» **EXTRAIT DU DOCUMENT**:
= = = = = = =

Pendant les vacances, alors que les enfants se traînent autour de la maison, se chauffent tels des caméléons au soleil du mois d’Août, n’ont de goût à rien, parce qu’aujourd’hui sera comme hier, comme avant-hier et comme le jour précédent, il arrive parfois, qu’en un éclair, une idée surgisse: pourquoi ne pas aller en excursion ? Pourquoi pas une « partie » au bord de la rivière, dans le sud pour changer un tour ?
Dans le Sud ? Au fait, pourquoi pas le Sud ? Aussitôt tous les endormis renaissent à la vie ; le plus indolent d’entre eux frétille d’énergie. En deux temps, trois mouvements tout le monde est paré.
Mais le Sud, à vrai dire, par où cela commence t-il et où cela finit-il ? Vous ne le savez pas exactement ? Ne vous tracassez pas, faites moi confiance, laissez moi vous donner la clé, toutes les clés nécessaires pour reconnaître le Sud, le vrai Sud profond !
Pour commencer, ouvrez bien les yeux !…Si vous arrivez par Saint-Pierre, dès que vous verrez de la verdure à ne plus savoir qu’en faire, c’est là qu’est le grand Sud ; mais faites bien attention parce qu’il y a toutes sortes de verdures ; A commencer par le vert bleuté de la feuille de choka, le vert des feuilles tendres du manguier qui tirent vers le rose, et puis la couleur vernissée de la feuille de jacquier, sans oublier la teinte du longose, celle du vacoa, celle encore du badamier… Et puis cela change tout le temps ; la même verdure n’est pas tout à fait pareille, de bonne heure le matin, dans l’ardeur de midi ou encore le soir à l’heure où le soleil met le feu à la mer. Ah, mes amis ! Ici dans le Sud, il y a tant de nuances, tant de variétés de vert, qu’un peintre aurait de quoi perdre la tête devant son tableau inachevé.
La verdure, voilà bien la première clé pour le Sud !

= = = = = = =

» **CONSIGNE A**:
Relevez, s'il vous plaît, toutes les plantes dont la verdure est citée dans l'extrait sur le Sud.
» **CONSIGNE B**:
Recopiez à l'identique les enregistrements, depuis la ligne qui contient « Can you see the river water? » jusqu'à la fin des enregistrements, les deux bornes comprises.

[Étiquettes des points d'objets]
= = = = = = =

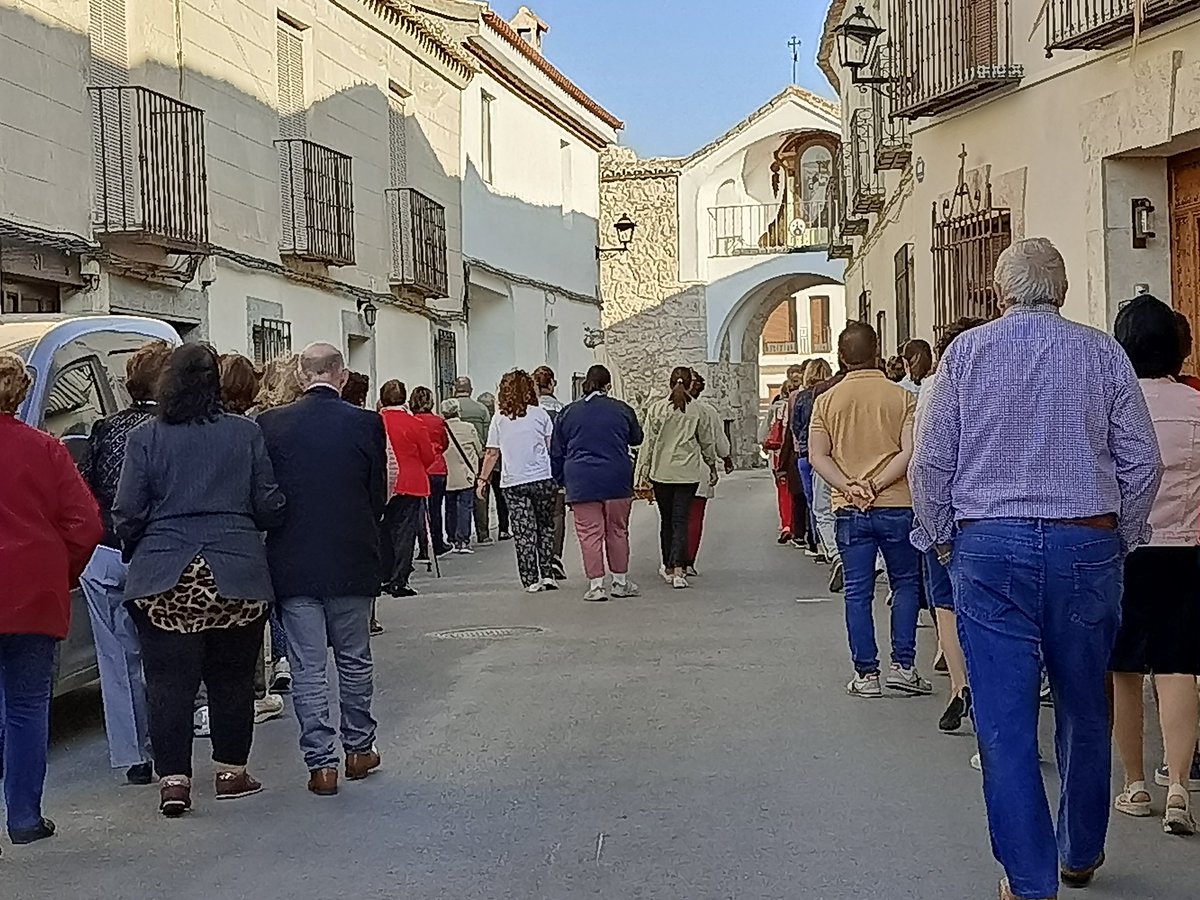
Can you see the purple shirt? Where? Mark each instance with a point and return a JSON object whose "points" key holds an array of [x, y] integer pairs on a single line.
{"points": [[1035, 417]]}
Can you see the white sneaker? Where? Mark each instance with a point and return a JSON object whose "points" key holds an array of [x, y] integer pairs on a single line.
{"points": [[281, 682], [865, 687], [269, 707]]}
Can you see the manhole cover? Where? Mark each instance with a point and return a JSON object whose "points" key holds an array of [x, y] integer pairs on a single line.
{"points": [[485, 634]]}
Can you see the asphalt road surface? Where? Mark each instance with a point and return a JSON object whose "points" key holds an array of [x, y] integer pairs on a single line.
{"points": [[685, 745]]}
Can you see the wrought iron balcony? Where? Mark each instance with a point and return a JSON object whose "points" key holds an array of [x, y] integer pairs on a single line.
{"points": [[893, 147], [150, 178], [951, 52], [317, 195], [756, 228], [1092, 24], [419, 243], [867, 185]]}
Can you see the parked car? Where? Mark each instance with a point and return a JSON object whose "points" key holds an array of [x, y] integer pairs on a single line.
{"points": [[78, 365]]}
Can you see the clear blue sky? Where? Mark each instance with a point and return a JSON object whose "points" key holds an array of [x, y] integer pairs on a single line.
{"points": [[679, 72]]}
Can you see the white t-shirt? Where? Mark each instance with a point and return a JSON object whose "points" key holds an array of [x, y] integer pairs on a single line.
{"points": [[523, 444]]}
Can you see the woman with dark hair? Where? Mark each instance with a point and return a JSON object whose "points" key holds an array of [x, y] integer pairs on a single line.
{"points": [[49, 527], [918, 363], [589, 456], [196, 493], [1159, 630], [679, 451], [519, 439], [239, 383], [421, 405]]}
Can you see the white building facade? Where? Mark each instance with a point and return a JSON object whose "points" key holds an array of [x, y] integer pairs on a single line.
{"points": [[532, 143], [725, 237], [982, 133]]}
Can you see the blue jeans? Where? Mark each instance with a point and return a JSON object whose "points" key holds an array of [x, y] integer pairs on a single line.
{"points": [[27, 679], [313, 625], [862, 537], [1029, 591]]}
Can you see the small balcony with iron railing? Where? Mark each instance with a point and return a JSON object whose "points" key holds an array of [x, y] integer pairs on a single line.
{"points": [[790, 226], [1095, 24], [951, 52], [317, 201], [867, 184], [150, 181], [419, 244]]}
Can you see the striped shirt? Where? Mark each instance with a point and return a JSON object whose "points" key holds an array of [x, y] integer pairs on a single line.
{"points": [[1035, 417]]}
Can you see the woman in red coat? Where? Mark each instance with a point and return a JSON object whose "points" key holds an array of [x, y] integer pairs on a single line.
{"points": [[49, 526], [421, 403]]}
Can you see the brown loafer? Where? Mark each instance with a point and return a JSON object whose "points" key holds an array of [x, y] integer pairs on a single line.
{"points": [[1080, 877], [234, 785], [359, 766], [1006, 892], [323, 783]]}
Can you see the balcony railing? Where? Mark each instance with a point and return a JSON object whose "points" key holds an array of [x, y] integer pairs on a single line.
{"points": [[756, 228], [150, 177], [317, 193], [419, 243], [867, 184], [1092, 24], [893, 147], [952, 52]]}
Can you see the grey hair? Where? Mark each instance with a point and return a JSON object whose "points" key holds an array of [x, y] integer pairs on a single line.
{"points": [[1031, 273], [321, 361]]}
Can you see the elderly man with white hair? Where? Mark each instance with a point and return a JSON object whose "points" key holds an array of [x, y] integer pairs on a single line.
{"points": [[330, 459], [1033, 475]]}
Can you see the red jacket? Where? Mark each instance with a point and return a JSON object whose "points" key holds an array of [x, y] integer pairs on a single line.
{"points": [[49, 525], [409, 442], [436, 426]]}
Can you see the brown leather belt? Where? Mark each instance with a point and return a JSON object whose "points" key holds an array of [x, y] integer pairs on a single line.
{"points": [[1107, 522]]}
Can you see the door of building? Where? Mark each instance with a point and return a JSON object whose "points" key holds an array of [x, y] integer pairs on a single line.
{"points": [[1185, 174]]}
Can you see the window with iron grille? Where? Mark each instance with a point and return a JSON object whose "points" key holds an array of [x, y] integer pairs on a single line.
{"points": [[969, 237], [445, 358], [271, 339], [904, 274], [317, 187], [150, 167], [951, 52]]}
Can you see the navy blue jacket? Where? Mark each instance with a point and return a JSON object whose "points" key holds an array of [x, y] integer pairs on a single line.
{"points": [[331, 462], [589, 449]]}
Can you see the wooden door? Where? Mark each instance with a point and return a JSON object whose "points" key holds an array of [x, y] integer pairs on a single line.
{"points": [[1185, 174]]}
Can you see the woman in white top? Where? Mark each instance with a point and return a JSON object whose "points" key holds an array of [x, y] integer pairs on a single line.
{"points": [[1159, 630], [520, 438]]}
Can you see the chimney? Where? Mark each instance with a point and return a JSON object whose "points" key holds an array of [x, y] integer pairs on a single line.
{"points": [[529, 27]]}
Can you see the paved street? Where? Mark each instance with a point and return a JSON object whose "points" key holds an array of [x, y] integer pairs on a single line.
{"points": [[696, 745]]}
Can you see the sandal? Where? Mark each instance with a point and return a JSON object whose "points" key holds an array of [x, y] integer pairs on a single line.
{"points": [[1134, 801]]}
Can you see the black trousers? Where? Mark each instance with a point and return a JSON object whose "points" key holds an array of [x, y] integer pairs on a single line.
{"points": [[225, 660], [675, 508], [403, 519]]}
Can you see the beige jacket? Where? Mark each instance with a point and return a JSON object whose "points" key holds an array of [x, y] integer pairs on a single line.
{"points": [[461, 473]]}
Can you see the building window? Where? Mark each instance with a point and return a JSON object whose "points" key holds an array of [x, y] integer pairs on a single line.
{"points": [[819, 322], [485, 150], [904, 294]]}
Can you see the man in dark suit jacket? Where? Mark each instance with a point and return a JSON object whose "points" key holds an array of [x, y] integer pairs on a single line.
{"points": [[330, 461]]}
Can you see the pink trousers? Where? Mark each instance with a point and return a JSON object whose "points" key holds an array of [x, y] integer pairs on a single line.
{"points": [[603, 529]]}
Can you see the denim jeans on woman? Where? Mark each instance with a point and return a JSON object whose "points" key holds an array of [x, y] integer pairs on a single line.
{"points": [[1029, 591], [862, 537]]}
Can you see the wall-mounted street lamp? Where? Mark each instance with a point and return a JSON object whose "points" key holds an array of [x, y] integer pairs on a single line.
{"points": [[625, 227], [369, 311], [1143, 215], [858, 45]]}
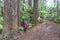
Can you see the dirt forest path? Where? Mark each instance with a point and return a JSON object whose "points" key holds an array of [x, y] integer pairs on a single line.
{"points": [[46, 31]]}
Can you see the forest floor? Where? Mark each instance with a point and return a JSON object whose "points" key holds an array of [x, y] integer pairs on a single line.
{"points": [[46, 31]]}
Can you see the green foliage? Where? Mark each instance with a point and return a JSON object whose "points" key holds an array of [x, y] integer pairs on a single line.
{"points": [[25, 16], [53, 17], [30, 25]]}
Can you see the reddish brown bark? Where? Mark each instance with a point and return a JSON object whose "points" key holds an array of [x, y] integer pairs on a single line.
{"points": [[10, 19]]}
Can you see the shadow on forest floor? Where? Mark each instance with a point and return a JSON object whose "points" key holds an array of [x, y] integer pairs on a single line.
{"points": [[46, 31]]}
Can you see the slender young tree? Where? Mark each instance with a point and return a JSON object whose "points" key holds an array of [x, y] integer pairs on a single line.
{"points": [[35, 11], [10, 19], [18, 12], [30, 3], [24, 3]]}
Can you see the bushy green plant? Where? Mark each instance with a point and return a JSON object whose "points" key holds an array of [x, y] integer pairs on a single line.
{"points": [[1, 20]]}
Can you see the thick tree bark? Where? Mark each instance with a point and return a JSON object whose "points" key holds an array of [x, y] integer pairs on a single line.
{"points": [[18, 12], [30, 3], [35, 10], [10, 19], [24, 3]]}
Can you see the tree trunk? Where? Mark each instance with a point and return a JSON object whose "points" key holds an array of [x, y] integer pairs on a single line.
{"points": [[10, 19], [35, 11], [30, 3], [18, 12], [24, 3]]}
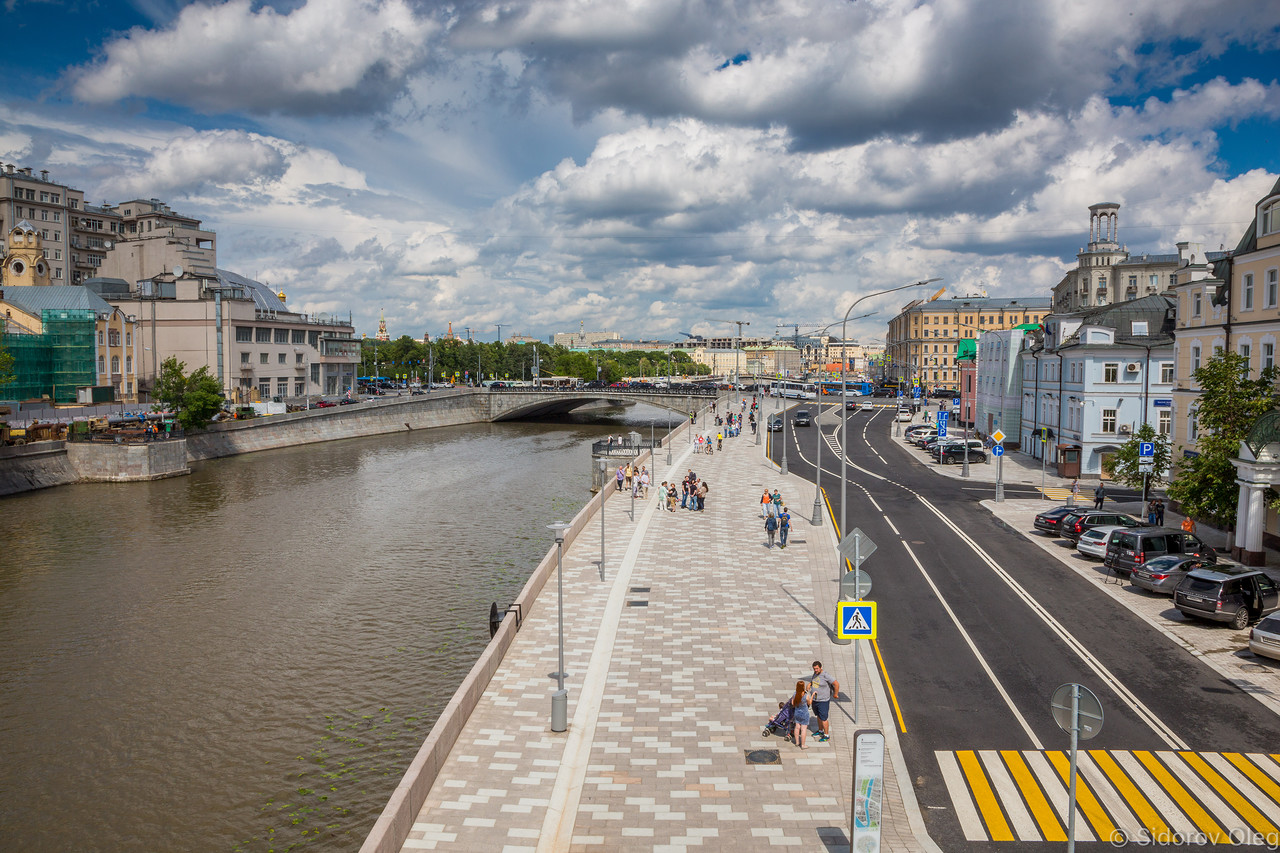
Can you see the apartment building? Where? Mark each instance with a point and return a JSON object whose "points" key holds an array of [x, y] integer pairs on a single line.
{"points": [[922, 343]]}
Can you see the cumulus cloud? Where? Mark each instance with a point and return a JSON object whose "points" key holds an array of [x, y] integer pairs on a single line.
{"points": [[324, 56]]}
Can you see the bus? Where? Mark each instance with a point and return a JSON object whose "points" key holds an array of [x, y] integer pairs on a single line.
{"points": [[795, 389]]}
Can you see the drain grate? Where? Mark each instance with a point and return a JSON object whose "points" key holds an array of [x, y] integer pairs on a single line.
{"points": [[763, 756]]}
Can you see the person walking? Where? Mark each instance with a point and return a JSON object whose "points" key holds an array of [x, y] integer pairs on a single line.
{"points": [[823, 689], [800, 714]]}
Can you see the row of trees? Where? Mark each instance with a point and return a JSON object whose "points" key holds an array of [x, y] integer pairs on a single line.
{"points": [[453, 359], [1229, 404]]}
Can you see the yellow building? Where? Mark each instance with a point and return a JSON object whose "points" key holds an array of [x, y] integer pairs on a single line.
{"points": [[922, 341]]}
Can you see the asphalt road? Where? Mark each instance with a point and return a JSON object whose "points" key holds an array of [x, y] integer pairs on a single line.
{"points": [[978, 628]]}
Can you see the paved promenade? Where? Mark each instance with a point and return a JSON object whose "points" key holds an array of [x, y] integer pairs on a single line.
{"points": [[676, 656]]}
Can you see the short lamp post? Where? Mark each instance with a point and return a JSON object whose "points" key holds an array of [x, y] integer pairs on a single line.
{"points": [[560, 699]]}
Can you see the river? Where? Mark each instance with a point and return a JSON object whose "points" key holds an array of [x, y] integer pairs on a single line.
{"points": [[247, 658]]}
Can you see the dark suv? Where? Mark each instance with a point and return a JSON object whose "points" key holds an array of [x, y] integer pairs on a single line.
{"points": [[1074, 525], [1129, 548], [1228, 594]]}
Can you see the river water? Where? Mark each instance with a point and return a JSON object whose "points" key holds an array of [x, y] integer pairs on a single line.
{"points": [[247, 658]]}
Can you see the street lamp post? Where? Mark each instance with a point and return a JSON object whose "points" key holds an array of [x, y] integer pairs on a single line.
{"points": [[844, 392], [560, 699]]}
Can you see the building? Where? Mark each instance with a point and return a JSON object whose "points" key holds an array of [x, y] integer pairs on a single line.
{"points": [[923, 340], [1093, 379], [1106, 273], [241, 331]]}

= = = = = = =

» **RÉPONSE ATTENDUE A**:
Le choka, le manguier, le jacquier, le longose, le vacoa et le badamier.

» **RÉPONSE ATTENDUE B**:
Can you see the river water? Where? Mark each instance with a point and return a JSON object whose "points" key holds an array of [x, y] integer pairs on a single line.
{"points": [[247, 658]]}
Can you see the street lamp post? Where? Mark each instance with a point and return a JSON object whose "points" key holds an array of [x, y] integer pairs on a single line.
{"points": [[844, 392], [560, 699]]}
Can you see the building? Where? Mark each instance with a point and return a JSON object whose "points" key holds an array of [x, y] integer pairs on a single line.
{"points": [[923, 340], [1093, 379], [1106, 273], [241, 331]]}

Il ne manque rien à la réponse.